— Short problem —
Reproduce the following Sao Paulo Grand Prix review word for word, from its headline through its final sentence.
***** Page excerpt
Sky F1's Martin Brundle reviews an extraordinarily dramatic Sao Paulo GP weekend as Lewis Hamilton bounces back to clinch a crucial win; Brundle has his say on the penalties, the title race, and the new on-board footage of Max Verstappen vs Hamilton
Wednesday 17 November 2021 17:12, UK
The 2021 Sao Paulo Grand Prix was pretty much all about Lewis Hamilton, who was unwittingly in a game of extreme F1 'snakes and ladders'.
The intel leading up to the event suggested that Mercedes would introduce a further internal combustion engine into his pool, giving him two motors available for the remaining four races, and that proved to be accurate, along with a five-place grid penalty in Brazil.
With effectively three new circuits to close out the season, Saudi Arabia and Abu Dhabi expecting high top speeds, and given the power degradation with mileage which Merc have been suffering this season, it made sense. Climbing the long hill up to turn one in Interlagos followed by the downhill run to turn four has always been one of the easier overtaking combinations in F1 over the decades.
**********
***** Data section
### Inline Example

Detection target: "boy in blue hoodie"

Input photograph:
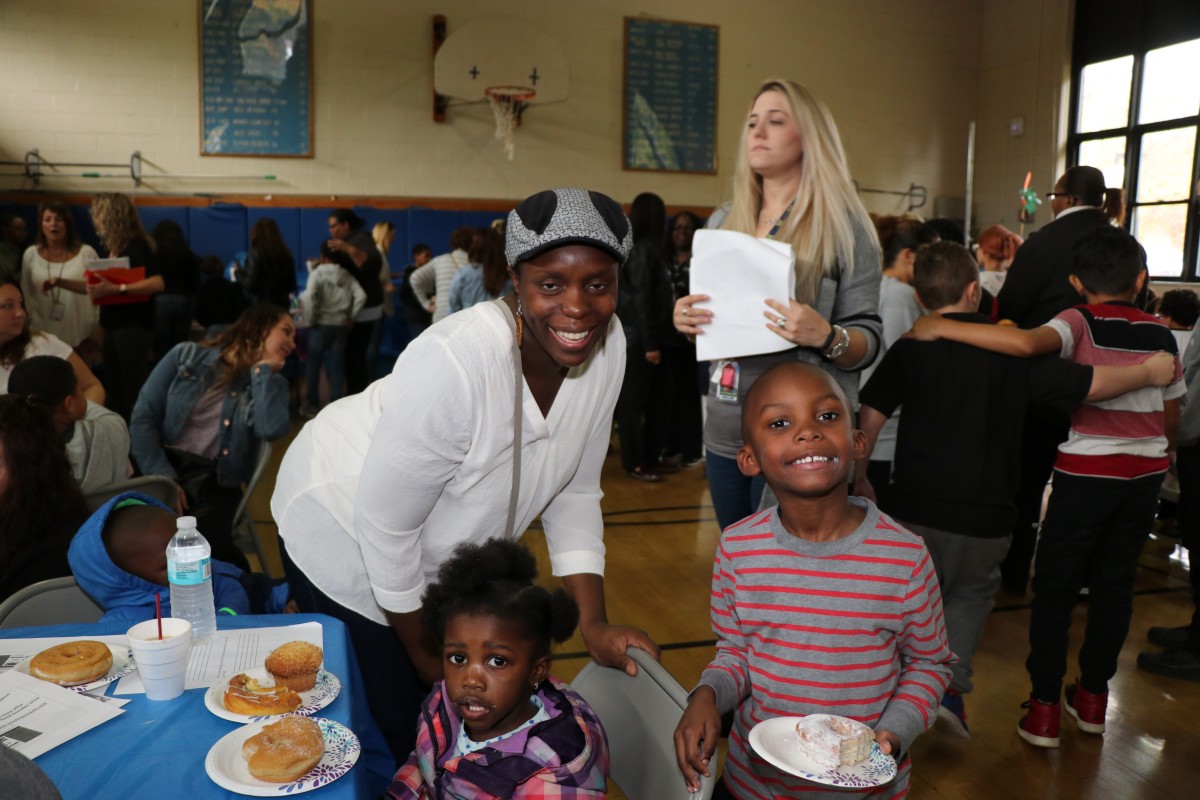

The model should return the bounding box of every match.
[67,492,290,622]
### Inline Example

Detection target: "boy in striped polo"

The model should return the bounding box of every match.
[674,361,953,800]
[913,228,1186,747]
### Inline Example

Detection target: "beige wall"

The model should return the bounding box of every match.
[973,0,1074,233]
[0,0,1022,222]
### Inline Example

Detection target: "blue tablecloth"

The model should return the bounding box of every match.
[0,614,392,800]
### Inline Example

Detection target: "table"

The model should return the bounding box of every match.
[0,614,395,800]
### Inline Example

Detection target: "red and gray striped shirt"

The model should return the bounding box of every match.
[701,498,953,800]
[1046,302,1187,480]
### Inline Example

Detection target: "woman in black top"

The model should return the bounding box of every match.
[617,192,674,482]
[234,217,296,309]
[88,192,166,422]
[151,219,199,359]
[0,395,88,600]
[329,209,383,395]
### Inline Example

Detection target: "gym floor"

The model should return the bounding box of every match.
[251,422,1200,800]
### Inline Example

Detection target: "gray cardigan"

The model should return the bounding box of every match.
[704,205,883,458]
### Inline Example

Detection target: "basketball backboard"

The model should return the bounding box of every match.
[433,17,570,103]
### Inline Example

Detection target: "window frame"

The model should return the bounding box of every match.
[1067,40,1200,283]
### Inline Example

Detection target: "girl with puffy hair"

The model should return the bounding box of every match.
[388,539,608,800]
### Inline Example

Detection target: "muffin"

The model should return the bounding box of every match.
[264,642,324,692]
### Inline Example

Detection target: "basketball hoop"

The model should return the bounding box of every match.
[484,86,538,161]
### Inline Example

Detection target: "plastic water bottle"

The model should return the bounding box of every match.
[167,517,217,642]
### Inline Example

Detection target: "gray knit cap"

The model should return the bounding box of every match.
[504,188,634,266]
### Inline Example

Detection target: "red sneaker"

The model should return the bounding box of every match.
[1016,694,1062,747]
[1067,680,1109,733]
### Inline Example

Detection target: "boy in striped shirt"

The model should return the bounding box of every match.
[913,221,1186,747]
[674,361,953,800]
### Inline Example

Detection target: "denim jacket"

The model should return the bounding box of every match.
[130,342,292,487]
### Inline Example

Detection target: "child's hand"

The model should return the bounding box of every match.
[1142,351,1175,386]
[875,730,900,758]
[674,686,721,792]
[904,314,946,342]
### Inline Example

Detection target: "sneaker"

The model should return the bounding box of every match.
[1138,642,1200,681]
[1146,625,1192,650]
[937,688,971,739]
[1067,680,1109,733]
[1016,694,1062,747]
[625,467,662,483]
[654,455,683,474]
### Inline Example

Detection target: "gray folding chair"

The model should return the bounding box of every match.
[571,648,716,800]
[233,440,271,575]
[0,576,104,628]
[84,475,179,511]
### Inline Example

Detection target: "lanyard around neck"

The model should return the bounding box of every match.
[767,200,796,239]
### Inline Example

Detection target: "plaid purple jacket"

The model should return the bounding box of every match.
[388,678,608,800]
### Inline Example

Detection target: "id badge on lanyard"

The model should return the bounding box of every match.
[713,361,742,403]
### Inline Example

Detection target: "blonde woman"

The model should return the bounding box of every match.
[371,221,396,319]
[674,80,882,528]
[88,192,166,422]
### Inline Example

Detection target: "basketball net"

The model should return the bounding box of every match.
[484,86,536,161]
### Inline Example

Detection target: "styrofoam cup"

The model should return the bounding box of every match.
[126,616,192,700]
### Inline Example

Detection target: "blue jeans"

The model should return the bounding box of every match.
[704,450,767,530]
[305,325,348,408]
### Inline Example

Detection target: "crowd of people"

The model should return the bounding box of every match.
[0,80,1200,799]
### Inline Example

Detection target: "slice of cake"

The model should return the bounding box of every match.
[796,714,875,770]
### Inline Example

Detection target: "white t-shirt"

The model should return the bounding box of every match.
[271,302,625,624]
[20,245,100,347]
[0,332,74,395]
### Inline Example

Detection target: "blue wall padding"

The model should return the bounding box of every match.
[187,203,250,263]
[138,205,192,241]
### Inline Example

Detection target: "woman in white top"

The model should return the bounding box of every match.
[20,200,100,347]
[271,190,658,759]
[0,281,104,405]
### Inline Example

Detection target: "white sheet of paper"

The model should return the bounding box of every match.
[0,669,125,758]
[689,230,796,361]
[113,622,325,694]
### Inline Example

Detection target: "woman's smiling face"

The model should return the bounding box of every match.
[512,245,618,368]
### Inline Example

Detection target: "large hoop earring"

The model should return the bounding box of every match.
[517,297,524,349]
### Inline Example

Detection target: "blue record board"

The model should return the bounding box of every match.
[198,0,312,158]
[623,17,718,174]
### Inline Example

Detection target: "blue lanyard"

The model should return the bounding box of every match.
[767,200,796,239]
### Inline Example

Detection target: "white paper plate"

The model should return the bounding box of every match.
[13,644,138,692]
[204,717,362,798]
[750,717,896,788]
[204,667,342,722]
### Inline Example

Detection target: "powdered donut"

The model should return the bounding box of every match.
[29,639,113,686]
[796,714,875,770]
[224,673,301,716]
[264,642,324,692]
[241,717,325,783]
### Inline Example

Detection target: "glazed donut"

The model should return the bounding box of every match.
[264,642,324,692]
[224,673,300,716]
[29,639,113,686]
[241,716,325,783]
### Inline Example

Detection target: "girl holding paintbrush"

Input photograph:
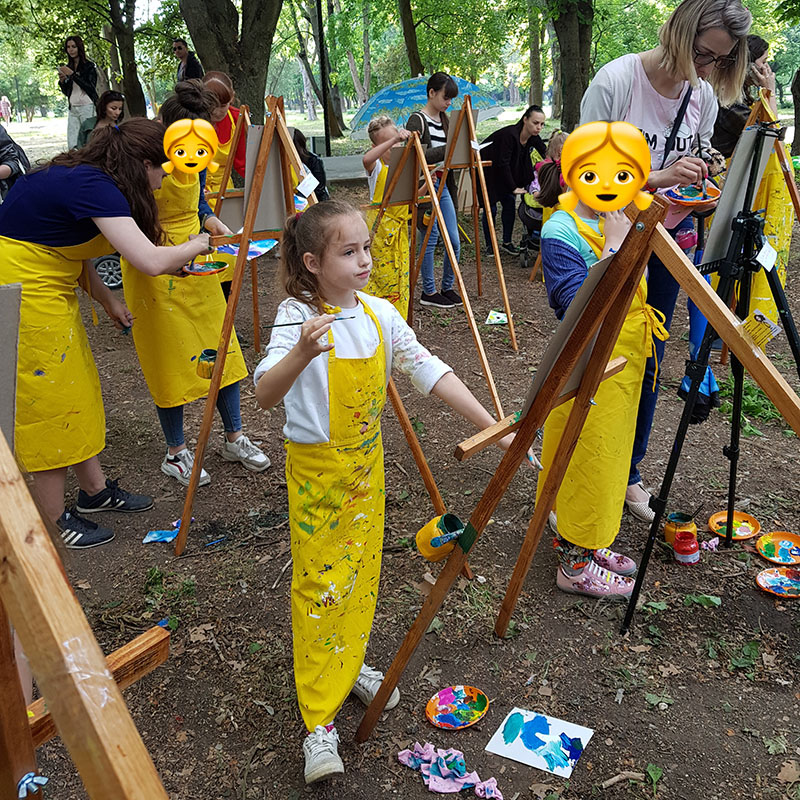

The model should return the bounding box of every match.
[254,200,536,783]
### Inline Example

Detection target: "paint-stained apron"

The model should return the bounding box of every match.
[364,161,410,319]
[0,235,112,472]
[122,175,247,408]
[286,301,386,731]
[206,109,238,282]
[536,212,668,550]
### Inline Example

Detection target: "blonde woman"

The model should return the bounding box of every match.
[581,0,751,522]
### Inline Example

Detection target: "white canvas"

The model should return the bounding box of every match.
[486,708,594,778]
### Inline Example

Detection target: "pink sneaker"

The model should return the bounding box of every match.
[592,547,636,575]
[556,562,633,600]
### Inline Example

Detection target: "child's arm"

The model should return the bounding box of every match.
[361,128,411,175]
[256,314,335,408]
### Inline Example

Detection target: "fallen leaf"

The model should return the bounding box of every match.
[778,761,800,783]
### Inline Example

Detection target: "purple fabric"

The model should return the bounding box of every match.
[397,742,503,800]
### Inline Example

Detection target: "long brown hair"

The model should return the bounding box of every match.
[40,117,167,244]
[281,200,361,313]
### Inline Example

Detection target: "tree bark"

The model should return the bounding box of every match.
[397,0,425,78]
[108,0,147,117]
[792,69,800,156]
[180,0,283,123]
[528,0,542,106]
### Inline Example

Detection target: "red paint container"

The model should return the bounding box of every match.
[673,531,700,564]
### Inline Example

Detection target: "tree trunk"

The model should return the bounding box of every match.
[550,26,563,121]
[297,56,317,121]
[792,69,800,156]
[397,0,425,78]
[108,0,147,117]
[181,0,283,124]
[361,0,372,100]
[528,0,542,106]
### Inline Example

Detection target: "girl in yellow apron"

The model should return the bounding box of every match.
[255,200,532,783]
[537,202,667,598]
[122,81,269,486]
[362,117,410,319]
[0,118,216,548]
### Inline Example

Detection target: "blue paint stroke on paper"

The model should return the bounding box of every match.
[522,714,550,752]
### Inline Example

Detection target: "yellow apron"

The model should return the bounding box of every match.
[206,109,236,283]
[364,162,409,319]
[286,303,386,731]
[536,214,667,550]
[122,174,247,408]
[0,235,112,472]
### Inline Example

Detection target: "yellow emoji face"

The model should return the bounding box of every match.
[163,119,219,174]
[561,122,652,212]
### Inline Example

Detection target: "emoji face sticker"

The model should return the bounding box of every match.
[559,122,653,212]
[162,119,219,174]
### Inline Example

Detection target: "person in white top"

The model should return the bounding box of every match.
[581,0,751,522]
[254,200,536,783]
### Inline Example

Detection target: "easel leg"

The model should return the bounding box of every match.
[0,603,42,797]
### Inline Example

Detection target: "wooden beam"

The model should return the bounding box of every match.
[0,436,167,800]
[455,356,628,461]
[653,224,800,436]
[28,625,169,747]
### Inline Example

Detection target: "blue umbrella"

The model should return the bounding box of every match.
[350,75,503,139]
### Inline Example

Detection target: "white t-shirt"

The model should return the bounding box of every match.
[253,292,453,444]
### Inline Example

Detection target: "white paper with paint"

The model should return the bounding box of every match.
[486,708,594,778]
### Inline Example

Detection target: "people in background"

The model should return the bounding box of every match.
[58,36,97,150]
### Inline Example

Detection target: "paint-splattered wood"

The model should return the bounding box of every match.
[455,356,628,461]
[355,198,666,742]
[653,225,800,435]
[28,625,169,747]
[0,436,167,800]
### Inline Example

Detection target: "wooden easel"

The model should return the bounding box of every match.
[719,89,800,364]
[0,435,169,800]
[356,198,800,742]
[422,95,519,350]
[373,132,503,417]
[175,97,316,556]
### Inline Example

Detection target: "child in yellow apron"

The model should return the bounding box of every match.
[362,117,410,319]
[122,86,270,486]
[254,200,536,783]
[537,203,667,598]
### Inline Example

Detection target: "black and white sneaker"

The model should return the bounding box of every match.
[56,509,114,550]
[419,292,454,308]
[442,289,464,306]
[75,478,153,514]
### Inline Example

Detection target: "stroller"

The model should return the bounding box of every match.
[517,193,542,269]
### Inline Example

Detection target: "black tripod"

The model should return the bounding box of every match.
[621,123,800,634]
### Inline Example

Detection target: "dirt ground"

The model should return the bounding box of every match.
[17,166,800,800]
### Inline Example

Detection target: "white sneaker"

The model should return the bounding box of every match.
[222,434,269,472]
[351,664,400,711]
[161,447,211,486]
[303,725,344,783]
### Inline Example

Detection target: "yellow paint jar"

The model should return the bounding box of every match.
[664,511,697,547]
[197,348,217,378]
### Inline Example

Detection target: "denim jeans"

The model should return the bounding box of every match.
[156,381,242,447]
[421,181,461,294]
[628,215,694,486]
[483,192,517,250]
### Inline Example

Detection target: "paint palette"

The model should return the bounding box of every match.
[756,531,800,565]
[756,567,800,598]
[665,181,721,206]
[183,261,228,275]
[708,511,761,542]
[425,686,489,730]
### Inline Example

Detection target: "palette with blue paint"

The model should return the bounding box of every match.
[425,686,489,730]
[486,708,594,778]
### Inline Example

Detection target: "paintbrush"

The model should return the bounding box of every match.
[697,131,708,200]
[263,315,355,328]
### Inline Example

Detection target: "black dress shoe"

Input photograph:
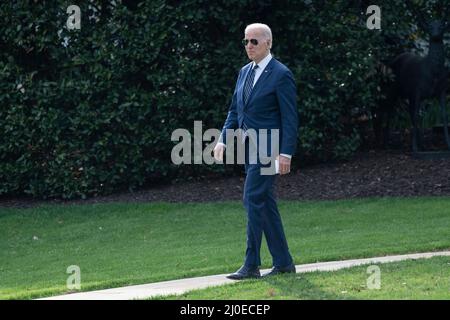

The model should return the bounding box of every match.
[263,264,297,277]
[227,266,261,280]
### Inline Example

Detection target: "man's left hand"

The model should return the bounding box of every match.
[278,155,291,175]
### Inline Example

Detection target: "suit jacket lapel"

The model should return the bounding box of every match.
[242,58,275,107]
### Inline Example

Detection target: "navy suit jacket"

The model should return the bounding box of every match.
[221,58,298,155]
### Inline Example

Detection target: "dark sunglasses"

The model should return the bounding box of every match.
[242,39,258,46]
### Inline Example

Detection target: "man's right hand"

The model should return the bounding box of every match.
[214,142,225,162]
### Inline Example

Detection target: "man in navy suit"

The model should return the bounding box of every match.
[214,23,298,280]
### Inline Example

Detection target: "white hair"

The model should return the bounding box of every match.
[245,23,272,43]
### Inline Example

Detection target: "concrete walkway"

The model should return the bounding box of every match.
[38,251,450,300]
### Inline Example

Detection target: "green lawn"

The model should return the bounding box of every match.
[0,197,450,299]
[160,257,450,300]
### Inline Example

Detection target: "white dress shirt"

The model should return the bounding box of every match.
[217,52,292,159]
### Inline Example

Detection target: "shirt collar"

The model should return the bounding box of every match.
[253,52,272,70]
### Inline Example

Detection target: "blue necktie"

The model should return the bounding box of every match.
[244,64,258,104]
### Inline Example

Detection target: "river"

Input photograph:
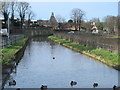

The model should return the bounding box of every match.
[5,37,118,88]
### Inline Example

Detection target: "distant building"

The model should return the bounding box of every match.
[37,13,58,29]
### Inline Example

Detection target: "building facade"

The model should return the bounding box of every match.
[37,13,58,29]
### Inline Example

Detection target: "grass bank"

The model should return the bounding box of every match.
[0,38,28,65]
[48,36,120,70]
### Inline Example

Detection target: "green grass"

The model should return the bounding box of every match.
[0,38,27,65]
[48,36,119,65]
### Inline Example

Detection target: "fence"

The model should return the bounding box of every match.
[55,33,119,53]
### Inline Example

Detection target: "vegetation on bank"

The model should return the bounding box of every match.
[0,38,27,65]
[48,36,119,66]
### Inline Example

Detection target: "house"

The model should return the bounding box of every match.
[37,12,58,29]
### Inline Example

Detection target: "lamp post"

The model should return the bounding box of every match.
[8,17,10,37]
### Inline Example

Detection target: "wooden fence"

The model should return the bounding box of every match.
[55,33,119,53]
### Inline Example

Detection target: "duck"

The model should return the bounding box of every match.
[113,85,120,90]
[9,80,16,86]
[70,81,77,86]
[41,85,47,90]
[93,83,98,88]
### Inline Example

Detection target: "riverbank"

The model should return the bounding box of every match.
[0,38,28,87]
[48,36,120,70]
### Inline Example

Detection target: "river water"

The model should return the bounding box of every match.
[5,37,118,88]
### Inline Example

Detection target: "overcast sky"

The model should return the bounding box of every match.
[29,2,118,20]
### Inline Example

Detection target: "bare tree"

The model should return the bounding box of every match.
[91,18,103,30]
[71,8,85,30]
[17,2,29,28]
[56,15,66,29]
[27,6,35,27]
[104,16,117,32]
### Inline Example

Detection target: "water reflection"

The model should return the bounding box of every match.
[5,37,118,88]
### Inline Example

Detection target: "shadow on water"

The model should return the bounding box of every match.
[5,37,118,88]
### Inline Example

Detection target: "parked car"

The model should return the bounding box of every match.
[0,28,9,37]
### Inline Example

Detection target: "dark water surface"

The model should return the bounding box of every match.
[5,37,118,88]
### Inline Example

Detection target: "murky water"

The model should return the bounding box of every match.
[5,38,118,88]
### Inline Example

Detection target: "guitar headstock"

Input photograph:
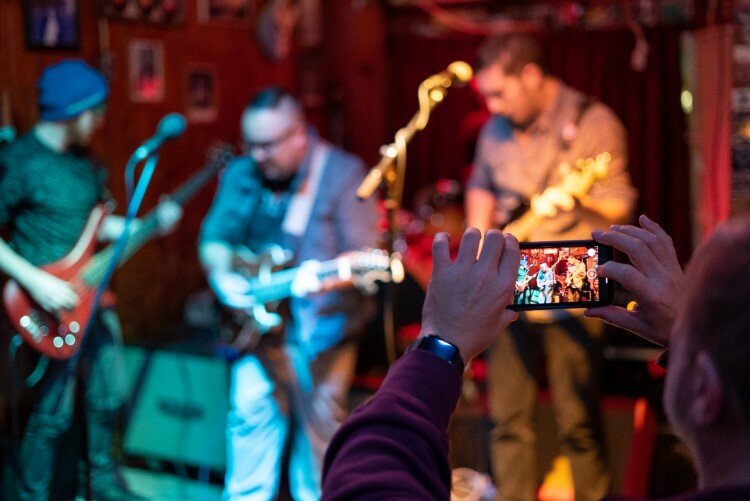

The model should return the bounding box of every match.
[339,249,404,291]
[560,152,612,196]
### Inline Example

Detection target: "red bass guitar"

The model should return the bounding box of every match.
[3,146,232,360]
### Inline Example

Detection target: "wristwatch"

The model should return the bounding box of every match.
[406,334,464,376]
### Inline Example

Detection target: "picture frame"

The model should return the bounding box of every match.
[21,0,80,50]
[128,39,165,103]
[185,64,218,123]
[197,0,260,26]
[99,0,185,26]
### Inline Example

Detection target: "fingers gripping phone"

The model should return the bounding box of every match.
[508,240,614,310]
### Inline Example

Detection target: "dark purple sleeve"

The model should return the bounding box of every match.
[323,351,461,500]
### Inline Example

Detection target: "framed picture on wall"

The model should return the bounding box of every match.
[198,0,263,23]
[99,0,185,25]
[186,65,218,123]
[128,40,164,103]
[21,0,80,50]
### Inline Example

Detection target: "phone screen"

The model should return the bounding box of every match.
[509,240,614,310]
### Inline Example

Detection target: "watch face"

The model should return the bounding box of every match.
[412,334,464,375]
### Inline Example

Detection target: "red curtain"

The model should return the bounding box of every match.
[389,29,692,260]
[692,25,734,238]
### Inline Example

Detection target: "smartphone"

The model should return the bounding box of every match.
[508,240,614,310]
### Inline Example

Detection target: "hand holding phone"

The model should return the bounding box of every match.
[508,240,614,310]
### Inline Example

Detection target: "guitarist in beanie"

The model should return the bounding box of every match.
[466,34,636,500]
[0,60,182,501]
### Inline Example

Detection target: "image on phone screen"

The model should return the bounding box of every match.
[509,240,613,310]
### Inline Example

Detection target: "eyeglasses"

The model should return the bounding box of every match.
[243,124,299,157]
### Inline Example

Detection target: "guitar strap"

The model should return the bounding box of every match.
[506,95,596,224]
[281,141,331,238]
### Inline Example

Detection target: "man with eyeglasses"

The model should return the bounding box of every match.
[199,87,377,500]
[0,60,182,501]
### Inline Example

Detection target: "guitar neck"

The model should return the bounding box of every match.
[81,150,227,287]
[248,259,339,303]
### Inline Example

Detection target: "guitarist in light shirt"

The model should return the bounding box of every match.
[466,35,636,500]
[0,60,182,501]
[198,87,377,501]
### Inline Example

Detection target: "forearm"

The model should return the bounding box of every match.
[323,351,461,500]
[0,238,38,285]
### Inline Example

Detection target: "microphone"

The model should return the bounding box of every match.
[133,113,187,161]
[422,61,474,87]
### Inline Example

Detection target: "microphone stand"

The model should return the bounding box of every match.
[357,77,458,365]
[55,148,159,501]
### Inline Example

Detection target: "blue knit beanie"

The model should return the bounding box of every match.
[37,59,109,122]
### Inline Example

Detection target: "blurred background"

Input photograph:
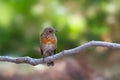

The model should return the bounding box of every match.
[0,0,120,80]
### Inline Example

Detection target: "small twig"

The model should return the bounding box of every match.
[0,41,120,65]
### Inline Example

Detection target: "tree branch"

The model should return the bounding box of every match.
[0,41,120,65]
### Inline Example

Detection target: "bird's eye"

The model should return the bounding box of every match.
[49,31,52,33]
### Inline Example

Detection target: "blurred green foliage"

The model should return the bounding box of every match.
[0,0,120,57]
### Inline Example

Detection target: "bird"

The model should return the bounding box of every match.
[40,27,57,66]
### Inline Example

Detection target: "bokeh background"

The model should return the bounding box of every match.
[0,0,120,80]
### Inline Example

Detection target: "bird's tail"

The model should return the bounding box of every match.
[47,61,54,66]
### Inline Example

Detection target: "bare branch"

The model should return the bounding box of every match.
[0,41,120,65]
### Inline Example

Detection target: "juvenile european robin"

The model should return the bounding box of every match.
[40,27,57,66]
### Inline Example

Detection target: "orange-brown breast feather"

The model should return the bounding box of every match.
[41,38,48,44]
[50,39,56,44]
[41,38,56,44]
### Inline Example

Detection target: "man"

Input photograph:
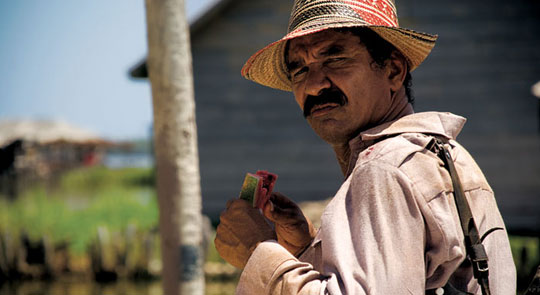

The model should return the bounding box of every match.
[215,0,516,294]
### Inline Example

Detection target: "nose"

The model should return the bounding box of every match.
[305,65,332,96]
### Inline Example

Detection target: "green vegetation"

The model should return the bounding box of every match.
[0,167,540,294]
[0,167,158,255]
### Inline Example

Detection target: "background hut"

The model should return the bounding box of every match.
[0,120,108,198]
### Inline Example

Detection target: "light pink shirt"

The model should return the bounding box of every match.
[237,112,516,295]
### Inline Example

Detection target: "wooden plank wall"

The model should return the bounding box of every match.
[188,0,540,232]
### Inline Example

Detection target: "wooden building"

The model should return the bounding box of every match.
[132,0,540,233]
[0,120,109,198]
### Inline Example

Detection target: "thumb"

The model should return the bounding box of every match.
[263,193,303,224]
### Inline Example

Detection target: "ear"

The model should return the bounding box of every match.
[386,50,408,92]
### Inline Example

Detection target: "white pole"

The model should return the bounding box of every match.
[142,0,204,295]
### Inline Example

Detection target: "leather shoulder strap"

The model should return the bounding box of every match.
[426,138,491,295]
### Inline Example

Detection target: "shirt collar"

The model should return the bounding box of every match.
[347,112,467,175]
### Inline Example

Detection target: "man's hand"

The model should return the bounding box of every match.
[214,199,276,269]
[263,193,316,257]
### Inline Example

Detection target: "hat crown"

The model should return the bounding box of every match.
[288,0,399,33]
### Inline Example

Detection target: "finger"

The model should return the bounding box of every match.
[225,199,236,209]
[264,193,303,223]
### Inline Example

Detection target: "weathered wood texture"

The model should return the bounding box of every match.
[146,0,204,294]
[187,0,540,232]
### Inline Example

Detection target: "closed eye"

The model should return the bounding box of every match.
[292,67,308,82]
[324,57,347,66]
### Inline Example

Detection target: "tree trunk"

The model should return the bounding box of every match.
[142,0,204,295]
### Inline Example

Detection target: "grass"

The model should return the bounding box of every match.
[0,167,158,255]
[0,167,540,294]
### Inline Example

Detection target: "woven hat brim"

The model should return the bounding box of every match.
[242,22,437,91]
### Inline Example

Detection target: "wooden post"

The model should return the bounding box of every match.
[146,0,204,295]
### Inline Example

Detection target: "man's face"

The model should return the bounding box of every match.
[287,30,391,144]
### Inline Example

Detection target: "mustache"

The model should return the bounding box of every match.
[304,88,347,118]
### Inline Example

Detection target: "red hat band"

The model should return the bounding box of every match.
[288,0,398,34]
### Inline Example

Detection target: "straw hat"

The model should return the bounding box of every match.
[242,0,437,91]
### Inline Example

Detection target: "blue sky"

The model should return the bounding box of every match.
[0,0,215,139]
**********
— Output below —
Sky F1's Martin Brundle reviews an extraordinarily dramatic Sao Paulo GP weekend as Lewis Hamilton bounces back to clinch a crucial win; Brundle has his say on the penalties, the title race, and the new on-board footage of Max Verstappen vs Hamilton
Wednesday 17 November 2021 17:12, UK
The 2021 Sao Paulo Grand Prix was pretty much all about Lewis Hamilton, who was unwittingly in a game of extreme F1 'snakes and ladders'.
The intel leading up to the event suggested that Mercedes would introduce a further internal combustion engine into his pool, giving him two motors available for the remaining four races, and that proved to be accurate, along with a five-place grid penalty in Brazil.
With effectively three new circuits to close out the season, Saudi Arabia and Abu Dhabi expecting high top speeds, and given the power degradation with mileage which Merc have been suffering this season, it made sense. Climbing the long hill up to turn one in Interlagos followed by the downhill run to turn four has always been one of the easier overtaking combinations in F1 over the decades.